» **Exercise objective**
Locate each line in the material below that contains the string "wall" and copy those lines out. The match is case-sensitive.

» **Working data**
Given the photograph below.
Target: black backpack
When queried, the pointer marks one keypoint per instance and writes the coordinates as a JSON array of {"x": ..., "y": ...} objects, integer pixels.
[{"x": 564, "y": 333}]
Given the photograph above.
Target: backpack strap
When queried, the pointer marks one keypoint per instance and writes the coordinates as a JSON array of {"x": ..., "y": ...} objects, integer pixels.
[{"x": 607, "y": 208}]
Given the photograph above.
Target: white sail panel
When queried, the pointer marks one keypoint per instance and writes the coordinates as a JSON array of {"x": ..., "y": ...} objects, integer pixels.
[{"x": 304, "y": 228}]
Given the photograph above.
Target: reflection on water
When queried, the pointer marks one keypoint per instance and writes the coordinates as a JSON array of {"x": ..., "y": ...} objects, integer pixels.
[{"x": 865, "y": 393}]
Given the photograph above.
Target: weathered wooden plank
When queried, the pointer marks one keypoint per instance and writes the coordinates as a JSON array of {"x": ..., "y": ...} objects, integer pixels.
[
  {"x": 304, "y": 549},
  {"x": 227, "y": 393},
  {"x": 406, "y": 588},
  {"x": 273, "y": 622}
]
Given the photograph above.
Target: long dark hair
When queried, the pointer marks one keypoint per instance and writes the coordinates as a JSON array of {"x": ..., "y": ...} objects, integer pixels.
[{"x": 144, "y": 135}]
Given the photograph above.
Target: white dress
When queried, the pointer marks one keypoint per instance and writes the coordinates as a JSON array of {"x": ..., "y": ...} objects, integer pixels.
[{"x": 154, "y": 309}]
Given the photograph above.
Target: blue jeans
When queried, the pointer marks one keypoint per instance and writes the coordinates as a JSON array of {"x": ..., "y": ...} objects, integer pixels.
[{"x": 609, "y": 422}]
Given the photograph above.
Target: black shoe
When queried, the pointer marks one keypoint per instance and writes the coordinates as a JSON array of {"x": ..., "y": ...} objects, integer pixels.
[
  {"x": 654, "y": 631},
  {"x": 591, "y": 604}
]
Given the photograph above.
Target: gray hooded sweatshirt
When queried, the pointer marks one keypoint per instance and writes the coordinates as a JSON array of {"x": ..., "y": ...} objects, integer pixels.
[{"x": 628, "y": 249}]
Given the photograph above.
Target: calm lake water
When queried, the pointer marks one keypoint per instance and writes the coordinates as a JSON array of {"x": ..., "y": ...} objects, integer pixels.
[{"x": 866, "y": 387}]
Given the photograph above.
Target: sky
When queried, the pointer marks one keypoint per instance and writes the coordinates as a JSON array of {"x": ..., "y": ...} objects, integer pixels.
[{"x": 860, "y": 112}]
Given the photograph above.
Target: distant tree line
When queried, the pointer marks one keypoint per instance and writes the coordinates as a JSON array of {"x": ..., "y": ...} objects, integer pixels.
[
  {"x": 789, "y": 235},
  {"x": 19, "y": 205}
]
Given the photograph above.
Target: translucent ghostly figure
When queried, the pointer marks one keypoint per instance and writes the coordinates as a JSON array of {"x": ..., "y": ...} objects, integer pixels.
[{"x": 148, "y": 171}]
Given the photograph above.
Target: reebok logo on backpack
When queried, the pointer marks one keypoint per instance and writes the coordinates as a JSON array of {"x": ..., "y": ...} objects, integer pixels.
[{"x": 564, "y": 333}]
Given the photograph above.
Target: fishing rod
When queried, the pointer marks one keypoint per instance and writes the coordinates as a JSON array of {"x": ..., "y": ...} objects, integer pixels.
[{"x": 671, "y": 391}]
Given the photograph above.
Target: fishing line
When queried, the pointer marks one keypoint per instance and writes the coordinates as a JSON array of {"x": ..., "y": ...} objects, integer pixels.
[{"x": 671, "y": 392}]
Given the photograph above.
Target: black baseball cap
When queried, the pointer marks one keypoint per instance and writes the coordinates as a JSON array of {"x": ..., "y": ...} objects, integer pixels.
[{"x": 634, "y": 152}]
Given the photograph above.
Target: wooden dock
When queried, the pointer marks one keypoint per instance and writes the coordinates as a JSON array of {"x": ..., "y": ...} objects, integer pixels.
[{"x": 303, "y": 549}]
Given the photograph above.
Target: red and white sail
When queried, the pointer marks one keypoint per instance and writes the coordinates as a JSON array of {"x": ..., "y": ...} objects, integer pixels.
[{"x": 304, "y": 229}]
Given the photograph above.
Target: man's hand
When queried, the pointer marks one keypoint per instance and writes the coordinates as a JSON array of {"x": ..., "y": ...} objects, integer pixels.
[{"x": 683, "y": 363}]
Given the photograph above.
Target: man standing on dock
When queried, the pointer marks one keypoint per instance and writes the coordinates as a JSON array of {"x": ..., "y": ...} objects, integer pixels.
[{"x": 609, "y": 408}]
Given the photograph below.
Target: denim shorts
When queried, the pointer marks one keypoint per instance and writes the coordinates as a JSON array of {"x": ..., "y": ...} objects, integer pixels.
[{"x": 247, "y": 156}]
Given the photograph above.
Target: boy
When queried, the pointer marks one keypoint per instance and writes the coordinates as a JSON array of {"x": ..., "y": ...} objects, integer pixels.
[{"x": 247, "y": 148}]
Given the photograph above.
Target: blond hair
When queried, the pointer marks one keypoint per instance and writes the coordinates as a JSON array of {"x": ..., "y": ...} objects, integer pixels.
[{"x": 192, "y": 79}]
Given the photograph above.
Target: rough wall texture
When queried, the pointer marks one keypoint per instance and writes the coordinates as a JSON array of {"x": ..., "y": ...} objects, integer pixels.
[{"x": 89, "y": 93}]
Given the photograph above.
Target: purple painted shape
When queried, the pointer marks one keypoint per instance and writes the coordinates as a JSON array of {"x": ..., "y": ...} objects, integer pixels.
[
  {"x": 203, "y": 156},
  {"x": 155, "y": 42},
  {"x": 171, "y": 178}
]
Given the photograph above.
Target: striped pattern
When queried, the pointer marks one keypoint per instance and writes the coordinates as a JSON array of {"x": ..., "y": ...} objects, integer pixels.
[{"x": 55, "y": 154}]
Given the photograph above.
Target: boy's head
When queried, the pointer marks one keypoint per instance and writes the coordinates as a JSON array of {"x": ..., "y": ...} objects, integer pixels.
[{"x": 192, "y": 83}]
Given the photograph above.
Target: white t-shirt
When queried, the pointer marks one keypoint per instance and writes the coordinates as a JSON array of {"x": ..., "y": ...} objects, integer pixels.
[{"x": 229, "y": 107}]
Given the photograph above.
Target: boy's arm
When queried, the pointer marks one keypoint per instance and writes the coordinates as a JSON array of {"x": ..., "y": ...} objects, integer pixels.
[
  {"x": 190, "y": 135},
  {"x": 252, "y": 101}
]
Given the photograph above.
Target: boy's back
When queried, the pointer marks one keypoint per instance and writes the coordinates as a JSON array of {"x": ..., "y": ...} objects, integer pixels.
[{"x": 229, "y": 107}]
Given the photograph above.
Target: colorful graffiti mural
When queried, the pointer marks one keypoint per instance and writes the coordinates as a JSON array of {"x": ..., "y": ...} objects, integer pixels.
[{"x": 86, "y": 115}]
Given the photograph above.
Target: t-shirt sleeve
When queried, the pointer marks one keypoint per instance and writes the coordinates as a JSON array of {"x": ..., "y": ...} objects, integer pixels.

--

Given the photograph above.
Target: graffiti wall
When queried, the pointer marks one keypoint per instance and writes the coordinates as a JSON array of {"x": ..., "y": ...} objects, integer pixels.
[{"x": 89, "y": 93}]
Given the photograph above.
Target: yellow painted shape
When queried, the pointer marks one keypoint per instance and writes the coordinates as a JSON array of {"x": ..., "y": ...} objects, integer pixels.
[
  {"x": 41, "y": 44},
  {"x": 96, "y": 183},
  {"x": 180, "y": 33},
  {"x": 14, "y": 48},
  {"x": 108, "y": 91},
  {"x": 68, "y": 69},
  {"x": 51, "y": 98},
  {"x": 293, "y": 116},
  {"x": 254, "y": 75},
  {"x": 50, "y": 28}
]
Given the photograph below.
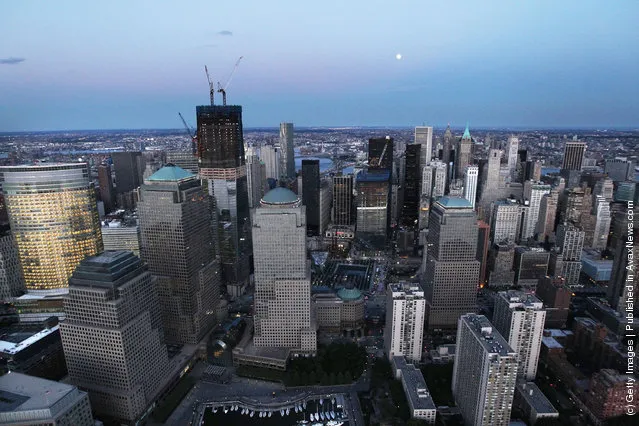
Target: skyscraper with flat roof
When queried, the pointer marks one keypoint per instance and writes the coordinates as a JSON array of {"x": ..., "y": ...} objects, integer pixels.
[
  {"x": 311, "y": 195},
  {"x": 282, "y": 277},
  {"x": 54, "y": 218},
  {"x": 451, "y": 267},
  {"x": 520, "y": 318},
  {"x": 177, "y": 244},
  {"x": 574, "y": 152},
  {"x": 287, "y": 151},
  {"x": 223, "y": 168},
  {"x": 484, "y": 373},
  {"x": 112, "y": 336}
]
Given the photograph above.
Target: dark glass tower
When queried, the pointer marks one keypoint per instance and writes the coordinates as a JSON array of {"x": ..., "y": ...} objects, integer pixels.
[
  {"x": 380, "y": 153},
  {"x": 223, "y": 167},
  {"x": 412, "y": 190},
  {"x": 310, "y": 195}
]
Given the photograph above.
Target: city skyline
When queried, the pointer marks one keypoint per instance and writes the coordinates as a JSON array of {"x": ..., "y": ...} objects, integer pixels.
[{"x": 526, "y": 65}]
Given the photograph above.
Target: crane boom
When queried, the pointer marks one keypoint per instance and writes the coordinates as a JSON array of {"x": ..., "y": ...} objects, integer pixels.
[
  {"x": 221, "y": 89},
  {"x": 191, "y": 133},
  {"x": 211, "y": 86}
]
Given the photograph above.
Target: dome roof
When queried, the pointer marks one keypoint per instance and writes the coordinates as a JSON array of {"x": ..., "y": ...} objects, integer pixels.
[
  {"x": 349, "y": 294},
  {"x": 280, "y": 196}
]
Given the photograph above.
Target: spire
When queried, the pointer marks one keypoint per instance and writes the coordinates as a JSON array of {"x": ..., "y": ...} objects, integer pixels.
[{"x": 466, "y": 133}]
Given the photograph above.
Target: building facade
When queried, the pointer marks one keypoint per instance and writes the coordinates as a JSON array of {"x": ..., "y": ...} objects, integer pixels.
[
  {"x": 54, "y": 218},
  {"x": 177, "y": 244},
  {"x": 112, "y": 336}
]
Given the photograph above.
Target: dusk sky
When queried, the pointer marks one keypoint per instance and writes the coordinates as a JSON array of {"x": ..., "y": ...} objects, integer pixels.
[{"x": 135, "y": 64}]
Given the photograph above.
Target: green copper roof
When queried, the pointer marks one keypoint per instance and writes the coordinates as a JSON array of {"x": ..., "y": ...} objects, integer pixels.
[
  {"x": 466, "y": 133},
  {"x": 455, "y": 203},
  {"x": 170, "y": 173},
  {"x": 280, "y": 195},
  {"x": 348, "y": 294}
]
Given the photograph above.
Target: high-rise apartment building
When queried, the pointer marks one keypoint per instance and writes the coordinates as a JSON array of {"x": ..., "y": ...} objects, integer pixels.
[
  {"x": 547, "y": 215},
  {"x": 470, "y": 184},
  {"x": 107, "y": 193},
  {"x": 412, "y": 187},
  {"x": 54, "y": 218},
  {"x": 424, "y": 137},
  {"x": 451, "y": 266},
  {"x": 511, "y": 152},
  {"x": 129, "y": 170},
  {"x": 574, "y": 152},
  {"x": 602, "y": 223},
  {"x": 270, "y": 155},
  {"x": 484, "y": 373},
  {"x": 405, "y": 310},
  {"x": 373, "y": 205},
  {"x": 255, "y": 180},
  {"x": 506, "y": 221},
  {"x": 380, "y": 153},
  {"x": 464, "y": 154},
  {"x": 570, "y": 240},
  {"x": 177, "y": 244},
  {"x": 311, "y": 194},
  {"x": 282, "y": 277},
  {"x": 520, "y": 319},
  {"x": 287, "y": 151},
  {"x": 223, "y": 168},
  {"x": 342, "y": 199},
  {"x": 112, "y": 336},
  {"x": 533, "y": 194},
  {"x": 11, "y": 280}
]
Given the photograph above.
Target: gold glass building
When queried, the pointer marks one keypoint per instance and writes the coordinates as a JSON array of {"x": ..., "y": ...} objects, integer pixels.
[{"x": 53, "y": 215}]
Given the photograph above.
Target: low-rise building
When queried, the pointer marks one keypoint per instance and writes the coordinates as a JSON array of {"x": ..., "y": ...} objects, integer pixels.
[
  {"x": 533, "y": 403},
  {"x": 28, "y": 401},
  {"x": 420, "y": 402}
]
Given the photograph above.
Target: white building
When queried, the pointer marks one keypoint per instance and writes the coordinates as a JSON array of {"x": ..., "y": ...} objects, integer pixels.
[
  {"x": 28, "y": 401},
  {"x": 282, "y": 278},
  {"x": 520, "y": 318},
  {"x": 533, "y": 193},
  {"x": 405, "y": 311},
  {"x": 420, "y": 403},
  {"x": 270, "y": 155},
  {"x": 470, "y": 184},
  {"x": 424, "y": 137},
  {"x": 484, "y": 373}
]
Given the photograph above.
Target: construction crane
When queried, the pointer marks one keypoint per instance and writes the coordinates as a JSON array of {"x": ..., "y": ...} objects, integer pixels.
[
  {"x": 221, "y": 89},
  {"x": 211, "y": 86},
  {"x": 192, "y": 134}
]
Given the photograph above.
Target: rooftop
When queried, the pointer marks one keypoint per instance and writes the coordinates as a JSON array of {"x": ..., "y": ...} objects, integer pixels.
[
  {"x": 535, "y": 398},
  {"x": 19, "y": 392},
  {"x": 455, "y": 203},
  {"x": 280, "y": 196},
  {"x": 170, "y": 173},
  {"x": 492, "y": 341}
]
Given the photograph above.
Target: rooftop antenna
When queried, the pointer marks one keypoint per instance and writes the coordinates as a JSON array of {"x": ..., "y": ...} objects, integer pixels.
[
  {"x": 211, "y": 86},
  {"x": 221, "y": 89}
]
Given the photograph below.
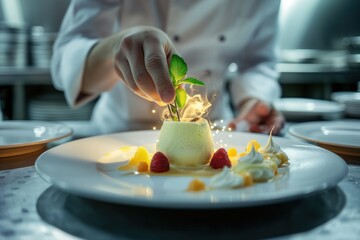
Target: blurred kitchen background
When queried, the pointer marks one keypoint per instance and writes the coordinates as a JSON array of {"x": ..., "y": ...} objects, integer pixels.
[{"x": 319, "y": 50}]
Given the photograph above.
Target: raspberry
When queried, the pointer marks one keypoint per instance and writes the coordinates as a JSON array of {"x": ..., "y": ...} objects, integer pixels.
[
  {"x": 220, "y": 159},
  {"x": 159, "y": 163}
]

» **Completed task**
Target: rough wall texture
Target: graffiti wall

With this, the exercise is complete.